All entries below are to be set down again exactly as given.

Collected data entries:
# # #
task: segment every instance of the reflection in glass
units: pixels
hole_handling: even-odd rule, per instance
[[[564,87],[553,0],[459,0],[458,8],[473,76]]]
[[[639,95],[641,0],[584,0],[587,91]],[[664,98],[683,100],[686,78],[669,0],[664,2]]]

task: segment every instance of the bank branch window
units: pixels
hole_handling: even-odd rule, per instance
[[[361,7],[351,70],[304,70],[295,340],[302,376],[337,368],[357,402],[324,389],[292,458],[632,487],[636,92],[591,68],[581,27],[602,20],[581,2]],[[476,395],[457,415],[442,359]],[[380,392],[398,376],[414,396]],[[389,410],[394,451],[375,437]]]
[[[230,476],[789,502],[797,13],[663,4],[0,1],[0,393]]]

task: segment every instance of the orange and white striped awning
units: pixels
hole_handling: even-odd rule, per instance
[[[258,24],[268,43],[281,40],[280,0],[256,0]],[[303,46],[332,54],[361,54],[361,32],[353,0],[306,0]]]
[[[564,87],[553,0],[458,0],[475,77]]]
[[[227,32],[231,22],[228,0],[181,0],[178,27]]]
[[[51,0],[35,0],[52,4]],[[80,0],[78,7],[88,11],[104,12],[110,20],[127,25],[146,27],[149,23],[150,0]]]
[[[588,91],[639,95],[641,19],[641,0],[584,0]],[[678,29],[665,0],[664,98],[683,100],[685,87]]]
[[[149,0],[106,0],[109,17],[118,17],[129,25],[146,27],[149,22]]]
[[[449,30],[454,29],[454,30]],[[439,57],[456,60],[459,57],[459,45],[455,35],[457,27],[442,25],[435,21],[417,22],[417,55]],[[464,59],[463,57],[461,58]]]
# # #
● Answer section
task: segment every instance of the reflection in glass
units: pixels
hole_handling: even-odd rule, per instance
[[[564,87],[553,0],[459,0],[458,8],[473,76]]]
[[[639,95],[641,0],[584,0],[587,91]],[[664,98],[683,100],[686,78],[669,0],[664,2]]]

task: segment every instance of the bank branch window
units: pixels
hole_handling: even-odd rule, per instance
[[[361,7],[351,70],[304,70],[295,340],[302,376],[337,368],[357,402],[324,389],[292,458],[632,487],[636,92],[591,68],[581,27],[602,20],[581,2]],[[476,395],[457,415],[442,359]],[[380,392],[398,376],[414,396]],[[389,410],[394,451],[375,437]]]
[[[230,476],[789,502],[797,13],[663,4],[0,1],[0,393]]]

task: segment every instance of the orange and white striped awning
units: pixels
hole_handling: even-odd rule, per instance
[[[258,24],[268,43],[281,40],[280,0],[256,0]],[[303,46],[332,54],[361,54],[361,32],[353,0],[306,0]]]
[[[564,87],[553,0],[458,0],[475,77]]]
[[[227,32],[231,22],[228,0],[181,0],[178,27]]]
[[[51,0],[35,0],[52,4]],[[80,0],[78,7],[88,11],[104,12],[110,20],[127,25],[146,27],[149,23],[150,0]]]
[[[588,91],[639,95],[641,19],[641,0],[584,0]],[[678,29],[665,0],[664,98],[683,100],[685,87]]]
[[[149,0],[106,0],[109,17],[118,17],[129,25],[146,27],[149,22]]]
[[[449,30],[454,29],[454,30]],[[439,57],[456,60],[459,57],[459,45],[455,35],[457,27],[442,25],[435,21],[417,22],[417,55]],[[464,59],[463,57],[461,58]]]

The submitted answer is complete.